Dataset excerpts on pointing at objects:
---+---

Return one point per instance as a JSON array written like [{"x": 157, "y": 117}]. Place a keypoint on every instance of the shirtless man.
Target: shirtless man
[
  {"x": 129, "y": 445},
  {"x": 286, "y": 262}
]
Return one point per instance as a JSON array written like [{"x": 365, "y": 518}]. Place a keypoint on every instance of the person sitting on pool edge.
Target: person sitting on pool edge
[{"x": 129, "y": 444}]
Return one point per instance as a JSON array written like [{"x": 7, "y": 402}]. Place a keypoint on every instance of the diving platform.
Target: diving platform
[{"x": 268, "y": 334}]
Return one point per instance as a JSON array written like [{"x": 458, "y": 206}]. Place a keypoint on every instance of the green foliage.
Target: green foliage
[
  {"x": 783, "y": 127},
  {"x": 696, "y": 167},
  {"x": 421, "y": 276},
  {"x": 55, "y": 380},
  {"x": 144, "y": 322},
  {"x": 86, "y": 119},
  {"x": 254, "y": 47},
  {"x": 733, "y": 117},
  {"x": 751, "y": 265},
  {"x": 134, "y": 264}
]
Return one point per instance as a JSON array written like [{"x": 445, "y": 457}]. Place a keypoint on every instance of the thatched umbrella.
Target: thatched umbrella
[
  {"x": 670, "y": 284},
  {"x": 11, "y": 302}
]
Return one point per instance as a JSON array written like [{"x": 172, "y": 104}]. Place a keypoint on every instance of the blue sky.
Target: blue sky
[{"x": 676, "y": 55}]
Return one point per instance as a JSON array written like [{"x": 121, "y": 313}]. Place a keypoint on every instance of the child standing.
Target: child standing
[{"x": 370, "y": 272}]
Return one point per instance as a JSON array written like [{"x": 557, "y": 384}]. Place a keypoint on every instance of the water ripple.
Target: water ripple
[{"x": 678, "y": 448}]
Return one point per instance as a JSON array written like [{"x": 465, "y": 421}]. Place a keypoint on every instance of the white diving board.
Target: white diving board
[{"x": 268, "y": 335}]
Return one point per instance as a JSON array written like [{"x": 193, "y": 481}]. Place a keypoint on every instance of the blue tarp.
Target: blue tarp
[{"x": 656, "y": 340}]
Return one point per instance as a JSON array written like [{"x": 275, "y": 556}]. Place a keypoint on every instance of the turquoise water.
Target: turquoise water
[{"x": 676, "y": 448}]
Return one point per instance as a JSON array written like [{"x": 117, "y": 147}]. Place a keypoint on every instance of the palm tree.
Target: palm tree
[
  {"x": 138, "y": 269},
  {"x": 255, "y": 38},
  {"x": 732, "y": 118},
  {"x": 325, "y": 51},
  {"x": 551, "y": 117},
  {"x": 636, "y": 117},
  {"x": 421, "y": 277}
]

---+---

Brief: Output every line of the rows above unchanged.

Solution to the problem:
Return one point per instance as a JSON array written like [{"x": 157, "y": 117}]. Place a keypoint on every instance of the shirtless man.
Target: shirtless man
[
  {"x": 129, "y": 445},
  {"x": 286, "y": 262}
]
Return one point per instance as a JSON array written like [{"x": 365, "y": 518}]. Place a keypoint on every instance of the person sitting on pool edge.
Target: person sitting on pool edge
[{"x": 129, "y": 444}]
Return one point per instance as a JSON array written like [{"x": 7, "y": 402}]. Place a keypoint on every instance of the diving platform.
Target: diving platform
[{"x": 268, "y": 334}]
Return one point per instance as a JSON array written like [{"x": 458, "y": 206}]. Place a keypoint on every instance of the green foliage.
Target: green foliage
[
  {"x": 783, "y": 127},
  {"x": 696, "y": 167},
  {"x": 421, "y": 276},
  {"x": 55, "y": 380},
  {"x": 144, "y": 322},
  {"x": 86, "y": 119},
  {"x": 254, "y": 47},
  {"x": 733, "y": 117},
  {"x": 751, "y": 265},
  {"x": 134, "y": 264}
]
Return one point per instance as a JSON array written like [{"x": 445, "y": 457}]. Place a keypoint on every instance of the thatched umbrella.
Target: thatched umbrella
[
  {"x": 670, "y": 284},
  {"x": 11, "y": 302}
]
Return one point per instance as a JSON array written like [{"x": 172, "y": 104}]. Place a keypoint on every instance of the blue sky.
Target: blue sky
[{"x": 676, "y": 55}]
Return one point per instance as a JSON array written like [{"x": 121, "y": 313}]. Place a keypoint on every instance of the child standing.
Target: child standing
[{"x": 370, "y": 272}]
Return one point per instance as a JSON array written like [{"x": 557, "y": 384}]. Place a keypoint on every instance of the water ripple.
Target: water ripple
[{"x": 678, "y": 448}]
Return one point per instance as a JSON array written like [{"x": 465, "y": 421}]. Place a keypoint on every instance of the white diving board.
Target: white diving board
[{"x": 268, "y": 335}]
Return one point per instance as a JSON array written like [{"x": 193, "y": 481}]. Place a keypoint on every instance of the blue tarp.
Target: blue tarp
[{"x": 656, "y": 340}]
Return one point per instance as a JSON array written like [{"x": 275, "y": 556}]. Place a keypoint on every instance of the turquoise water.
Target: turquoise water
[{"x": 676, "y": 448}]
Return one point per instance as a JSON array written like [{"x": 117, "y": 147}]. Place a keypoint on every instance of the palm tree.
Target: palm tree
[
  {"x": 138, "y": 269},
  {"x": 255, "y": 38},
  {"x": 732, "y": 118},
  {"x": 325, "y": 51},
  {"x": 551, "y": 117},
  {"x": 636, "y": 117},
  {"x": 421, "y": 277}
]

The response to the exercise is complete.